The readjustment of the quantity of quotas subject to independent applications

The local administrative departments of foreign trade may, when the rate of issuance of licenses for the quotas subject to independent
application in the locality reaches 90%, apply to the MOFTEC for granting additional quotas. The enterprises directly under the Central
Government may, when the rate of issuance of licenses for the quotas subject to independent application in the locality reaches 100%,
apply to the MOFTEC for granting additional quotas.

The MOFTEC shall decide whether to approve the applications or not and the quantity to be approved according to the rate of customs
clearance of relevant types of the local and central enterprises that have made the applications.

Article 17

The examination of the quotas subject to independent applications

The MOFTEC shall make irregular samplings of the documents of customs declaration that have been passed the examination of the customs
offices as well as the sheet of the export licenses returned by the customs offices of the exporting enterprises obtained by way
of independent applications. In case any exporting enterprise that intentionally occupies the quotas subject to independent applications
but fail to use them for actual export, the MOFTEC shall, according to the seriousness of the circumstances, disqualify the said
enterprise from independently applying for some or all types of quotas subject to independent applications. In case any issuing authority
indulges the enterprises to intentionally occupy quotas, the MOFTEC shall deal with the said issuing authority according to the Provisions
on the Administration of Export Licenses.
-- -- --
▶ [Written problem 1]
Answer these from the quota provisions:
(a) At what license-issuance rate may the local administrative departments of foreign trade apply to the MOFTEC for additional quotas?
(b) At what rate may enterprises directly under the Central Government apply?
(c) Under which provisions does the MOFTEC deal with an issuing authority that indulges enterprises in intentionally occupying quotas?
▶ [Written problem 2]
Render this sentence from the quota provisions in Spanish: "The MOFTEC shall decide whether to approve the applications or not and the quantity to be approved according to the rate of customs clearance of relevant types of the local and central enterprises that have made the applications."
▶ [Written problem 3]
Carry the quota provisions forward from their final sentence.
The listing is separate material and has no connection to the quota provisions.

▶ [Extracted information]
-- -- --
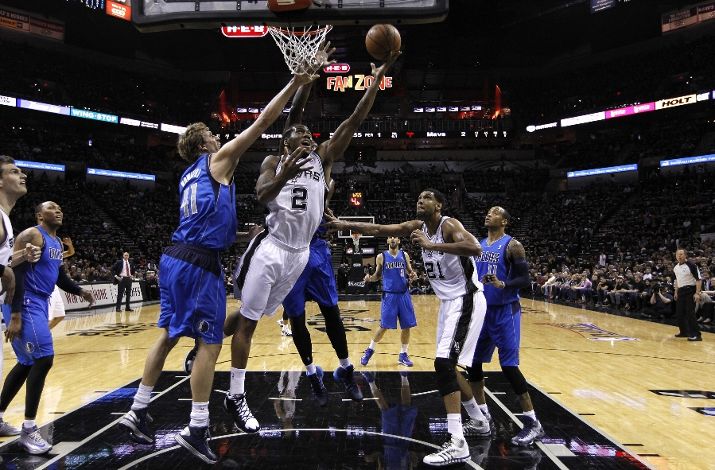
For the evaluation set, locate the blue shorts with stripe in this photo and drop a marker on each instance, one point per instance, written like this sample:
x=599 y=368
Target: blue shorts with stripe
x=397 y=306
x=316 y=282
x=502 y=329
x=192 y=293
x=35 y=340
-- -- --
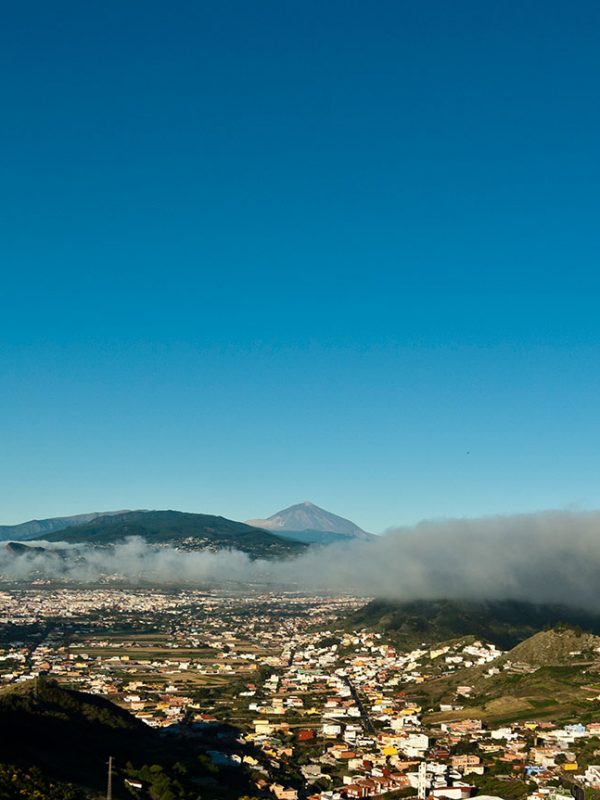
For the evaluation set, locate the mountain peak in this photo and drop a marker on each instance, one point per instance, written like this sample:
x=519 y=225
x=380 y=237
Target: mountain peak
-- -- --
▶ [Exercise answer 1]
(a) 90%
(b) 100%
(c) The Provisions on the Administration of Export Licenses

▶ [Exercise answer 2]
El MOFTEC decidirá si aprueba o no las solicitudes y la cantidad que se aprobará según la tasa de despacho aduanero de los tipos correspondientes de las empresas locales y centrales que hayan presentado las solicitudes.

▶ [Exercise answer 3]
Article 18

The readjustment of the types of quotas subject to independent applications

As for the quotas subject to independent applications which are no longer subject to independent applications due to the rise in use
rate, the MOFTEC may, on the basis of the export performances of the local can central enterprises during the previous quota year
(including the export performances of all kinds of enterprises), allocate the performance quotas according to the principle of allocating
performance quotas.

Chapter V The Administration of Performance Quotas

Article 19

The performance quotas shall be allocated on the basis of the export performances of the local and central enterprises in the export
of textile products during the previous quota year; the export performance consists of that of textile products exported to the countries
of restriction and that of non-quota textile products of the world.

Article 20

The performance quotas for textile products exported to the countries of restriction

The performance quotas for textile products exported to the countries of restriction are allocated for three times: the first initial
allocation, the second initial allocation and the final allocation.

The first initial allocation shall be made in October of the previous year of the quota year, and the allocation shall be made on
the basis of the export performances in the export of textile products to the countries of restriction between January and August
of the previous quota year times a quotient.

The second initial allocation shall be made in December of the previous year, and the allocation shall be made on the basis of the
export performances in the export of textile products to the countries of restriction between January and November of the previous
quota year times a quotient.

The final allocation shall be made in March of the current year, and the allocation shall be made on the basis of the export performances
in the export of textile products to the regions of restriction between January and November of the previous quota year times a quotient.
The export performance in the export of textile products to the countries of restriction during the whole of the previous quota year
shall be based on the statistics at the end of February of the ending quota year.

The enterprises may conclude transactions according to the initially allocated quotas prior to the granting of final allocation. The
export performance in the export of textile products to the countries of restriction within the whole of a quota year shall be based
on the quantity of final allocations.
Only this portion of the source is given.